**Instructions to follow**
Restate the records underneath, keeping each one exactly the same.
══ Supplied material ══
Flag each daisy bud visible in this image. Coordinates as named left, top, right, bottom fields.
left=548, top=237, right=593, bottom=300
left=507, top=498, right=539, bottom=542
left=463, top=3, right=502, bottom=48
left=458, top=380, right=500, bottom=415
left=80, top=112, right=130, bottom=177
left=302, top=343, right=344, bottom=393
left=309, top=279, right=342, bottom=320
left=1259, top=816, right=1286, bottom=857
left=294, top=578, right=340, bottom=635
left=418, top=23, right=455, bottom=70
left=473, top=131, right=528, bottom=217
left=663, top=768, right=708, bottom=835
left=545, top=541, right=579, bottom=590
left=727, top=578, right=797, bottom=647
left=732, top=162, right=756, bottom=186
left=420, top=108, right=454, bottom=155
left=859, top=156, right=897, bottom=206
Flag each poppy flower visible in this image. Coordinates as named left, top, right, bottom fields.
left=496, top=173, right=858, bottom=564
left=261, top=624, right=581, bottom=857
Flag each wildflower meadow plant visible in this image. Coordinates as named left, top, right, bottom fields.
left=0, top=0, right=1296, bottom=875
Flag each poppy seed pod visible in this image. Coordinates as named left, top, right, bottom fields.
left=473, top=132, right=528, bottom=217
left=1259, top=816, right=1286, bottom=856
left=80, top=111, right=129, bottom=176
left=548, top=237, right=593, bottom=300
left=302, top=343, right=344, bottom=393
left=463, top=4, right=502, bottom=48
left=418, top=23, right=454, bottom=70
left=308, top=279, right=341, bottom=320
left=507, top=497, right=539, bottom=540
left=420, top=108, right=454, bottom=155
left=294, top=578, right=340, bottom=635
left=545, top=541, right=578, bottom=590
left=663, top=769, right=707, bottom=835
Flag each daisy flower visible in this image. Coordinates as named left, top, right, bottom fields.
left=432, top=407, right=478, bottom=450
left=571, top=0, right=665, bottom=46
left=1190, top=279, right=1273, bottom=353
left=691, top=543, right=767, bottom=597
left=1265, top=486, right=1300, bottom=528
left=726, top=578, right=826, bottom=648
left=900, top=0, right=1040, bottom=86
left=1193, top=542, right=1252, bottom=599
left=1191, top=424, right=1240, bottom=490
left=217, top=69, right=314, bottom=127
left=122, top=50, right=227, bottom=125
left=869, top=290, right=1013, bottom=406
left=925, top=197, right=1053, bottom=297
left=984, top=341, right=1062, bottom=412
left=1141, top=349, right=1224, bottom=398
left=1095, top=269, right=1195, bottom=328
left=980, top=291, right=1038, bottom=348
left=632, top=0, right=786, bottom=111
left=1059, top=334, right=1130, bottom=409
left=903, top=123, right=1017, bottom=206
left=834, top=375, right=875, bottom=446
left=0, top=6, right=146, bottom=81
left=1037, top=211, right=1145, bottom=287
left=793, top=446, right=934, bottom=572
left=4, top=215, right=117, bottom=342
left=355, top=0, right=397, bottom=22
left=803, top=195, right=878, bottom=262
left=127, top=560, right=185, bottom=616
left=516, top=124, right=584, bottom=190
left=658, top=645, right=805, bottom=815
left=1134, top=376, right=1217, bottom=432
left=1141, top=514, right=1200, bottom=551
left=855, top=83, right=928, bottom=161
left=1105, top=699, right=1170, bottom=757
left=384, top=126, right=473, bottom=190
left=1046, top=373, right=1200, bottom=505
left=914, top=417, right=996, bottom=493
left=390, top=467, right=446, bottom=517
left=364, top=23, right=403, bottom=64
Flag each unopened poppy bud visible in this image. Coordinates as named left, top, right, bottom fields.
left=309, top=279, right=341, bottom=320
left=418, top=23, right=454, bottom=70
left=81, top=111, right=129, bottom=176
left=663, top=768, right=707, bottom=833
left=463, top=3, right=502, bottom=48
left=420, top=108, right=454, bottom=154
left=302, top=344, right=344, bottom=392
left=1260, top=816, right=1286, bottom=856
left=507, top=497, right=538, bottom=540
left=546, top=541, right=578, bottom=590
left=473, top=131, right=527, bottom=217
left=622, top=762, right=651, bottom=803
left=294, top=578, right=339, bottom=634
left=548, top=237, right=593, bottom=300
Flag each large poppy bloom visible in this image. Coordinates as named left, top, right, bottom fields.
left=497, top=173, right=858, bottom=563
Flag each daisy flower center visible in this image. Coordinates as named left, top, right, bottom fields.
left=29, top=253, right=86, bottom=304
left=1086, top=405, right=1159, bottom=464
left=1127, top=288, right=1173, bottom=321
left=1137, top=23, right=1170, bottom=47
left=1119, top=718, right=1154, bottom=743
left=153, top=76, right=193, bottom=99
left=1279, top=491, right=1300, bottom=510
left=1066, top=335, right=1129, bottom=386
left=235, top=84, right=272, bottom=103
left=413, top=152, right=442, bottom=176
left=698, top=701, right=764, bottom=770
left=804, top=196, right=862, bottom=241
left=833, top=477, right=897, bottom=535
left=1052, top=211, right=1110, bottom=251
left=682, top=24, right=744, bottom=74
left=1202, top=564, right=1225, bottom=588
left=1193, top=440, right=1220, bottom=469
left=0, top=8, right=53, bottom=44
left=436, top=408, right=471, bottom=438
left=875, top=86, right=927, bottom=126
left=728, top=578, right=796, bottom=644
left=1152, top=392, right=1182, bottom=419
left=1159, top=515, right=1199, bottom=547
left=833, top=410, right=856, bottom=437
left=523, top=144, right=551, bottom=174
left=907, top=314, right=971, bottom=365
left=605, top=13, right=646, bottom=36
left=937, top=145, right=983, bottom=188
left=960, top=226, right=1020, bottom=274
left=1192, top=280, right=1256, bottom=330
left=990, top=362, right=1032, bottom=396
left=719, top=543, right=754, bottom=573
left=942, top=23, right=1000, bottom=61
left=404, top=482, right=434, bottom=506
═══
**Answer for the task**
Flag each daisy bud visible in this image. Coordinates as named left, top, right, bottom fields.
left=548, top=237, right=593, bottom=300
left=507, top=498, right=539, bottom=542
left=463, top=3, right=502, bottom=48
left=458, top=380, right=500, bottom=415
left=80, top=112, right=130, bottom=177
left=302, top=343, right=344, bottom=393
left=309, top=279, right=342, bottom=320
left=1259, top=816, right=1286, bottom=857
left=294, top=578, right=340, bottom=635
left=418, top=23, right=455, bottom=70
left=473, top=131, right=528, bottom=217
left=663, top=768, right=708, bottom=835
left=545, top=541, right=579, bottom=590
left=727, top=578, right=797, bottom=647
left=732, top=162, right=756, bottom=186
left=420, top=108, right=454, bottom=155
left=859, top=156, right=897, bottom=206
Flag each poppy flower visible in this image. Coordinates as named left, top, right, bottom fields.
left=496, top=173, right=858, bottom=564
left=261, top=624, right=581, bottom=857
Flag each wildflower meadow plant visible in this image. Coordinates as named left, top, right, bottom fields.
left=0, top=0, right=1296, bottom=875
Flag each poppy seed pod visible in this image. Coordinates as named left, top, right, bottom fields.
left=473, top=132, right=528, bottom=217
left=1259, top=816, right=1286, bottom=856
left=80, top=111, right=129, bottom=176
left=548, top=237, right=593, bottom=300
left=302, top=343, right=344, bottom=393
left=463, top=4, right=502, bottom=48
left=418, top=23, right=454, bottom=70
left=308, top=279, right=341, bottom=320
left=507, top=497, right=539, bottom=540
left=420, top=108, right=454, bottom=155
left=294, top=578, right=340, bottom=635
left=545, top=541, right=578, bottom=590
left=663, top=769, right=707, bottom=835
Flag each daisy flower visible in this image. Coordinates as named left, top, right, bottom fields.
left=432, top=407, right=478, bottom=450
left=571, top=0, right=665, bottom=46
left=1190, top=279, right=1273, bottom=353
left=691, top=543, right=767, bottom=597
left=1265, top=486, right=1300, bottom=528
left=726, top=578, right=826, bottom=648
left=900, top=0, right=1040, bottom=86
left=1193, top=542, right=1252, bottom=599
left=1191, top=424, right=1240, bottom=490
left=217, top=69, right=314, bottom=127
left=122, top=50, right=227, bottom=125
left=869, top=290, right=1013, bottom=406
left=925, top=197, right=1053, bottom=297
left=984, top=341, right=1062, bottom=412
left=1141, top=349, right=1224, bottom=398
left=1095, top=269, right=1195, bottom=328
left=980, top=291, right=1038, bottom=348
left=632, top=0, right=786, bottom=111
left=1059, top=334, right=1130, bottom=409
left=903, top=123, right=1017, bottom=206
left=834, top=375, right=875, bottom=446
left=0, top=6, right=146, bottom=81
left=1037, top=211, right=1145, bottom=287
left=793, top=446, right=934, bottom=572
left=4, top=215, right=117, bottom=342
left=355, top=0, right=397, bottom=22
left=803, top=195, right=878, bottom=262
left=127, top=560, right=185, bottom=616
left=516, top=124, right=584, bottom=190
left=658, top=645, right=805, bottom=815
left=1134, top=376, right=1217, bottom=432
left=1141, top=514, right=1200, bottom=551
left=855, top=83, right=928, bottom=161
left=1105, top=699, right=1170, bottom=757
left=384, top=126, right=473, bottom=190
left=1046, top=373, right=1200, bottom=505
left=914, top=417, right=996, bottom=493
left=390, top=467, right=446, bottom=517
left=364, top=23, right=403, bottom=64
Flag each unopened poppy bud visible in this image. Coordinates as named left, top, right, bottom fields.
left=309, top=279, right=341, bottom=320
left=418, top=23, right=454, bottom=70
left=81, top=111, right=129, bottom=176
left=663, top=768, right=707, bottom=833
left=463, top=3, right=502, bottom=48
left=420, top=108, right=454, bottom=154
left=302, top=344, right=344, bottom=392
left=1260, top=816, right=1286, bottom=856
left=507, top=497, right=538, bottom=540
left=546, top=541, right=578, bottom=590
left=473, top=131, right=527, bottom=217
left=622, top=762, right=651, bottom=803
left=294, top=578, right=339, bottom=634
left=548, top=237, right=593, bottom=300
Flag each large poppy bloom visible in this image. Coordinates as named left, top, right, bottom fields.
left=497, top=173, right=858, bottom=563
Flag each daisy flower center visible in this image. Coordinates as named left, top, right, bottom fields.
left=29, top=253, right=86, bottom=304
left=1086, top=405, right=1159, bottom=464
left=1127, top=288, right=1173, bottom=321
left=1137, top=23, right=1170, bottom=47
left=1119, top=718, right=1154, bottom=743
left=153, top=76, right=193, bottom=99
left=1279, top=491, right=1300, bottom=510
left=1066, top=335, right=1129, bottom=386
left=235, top=84, right=272, bottom=103
left=413, top=152, right=442, bottom=176
left=698, top=701, right=764, bottom=770
left=804, top=196, right=862, bottom=241
left=833, top=477, right=897, bottom=535
left=1052, top=211, right=1110, bottom=251
left=682, top=24, right=744, bottom=74
left=1202, top=564, right=1225, bottom=588
left=1193, top=440, right=1220, bottom=469
left=0, top=8, right=53, bottom=44
left=436, top=408, right=471, bottom=438
left=875, top=86, right=927, bottom=126
left=728, top=578, right=796, bottom=644
left=1152, top=392, right=1182, bottom=419
left=1159, top=515, right=1199, bottom=547
left=833, top=410, right=856, bottom=437
left=523, top=144, right=551, bottom=174
left=907, top=314, right=971, bottom=365
left=605, top=13, right=646, bottom=36
left=937, top=145, right=983, bottom=188
left=960, top=226, right=1020, bottom=274
left=1192, top=280, right=1256, bottom=330
left=990, top=362, right=1032, bottom=396
left=719, top=543, right=754, bottom=573
left=942, top=23, right=1000, bottom=61
left=404, top=482, right=434, bottom=506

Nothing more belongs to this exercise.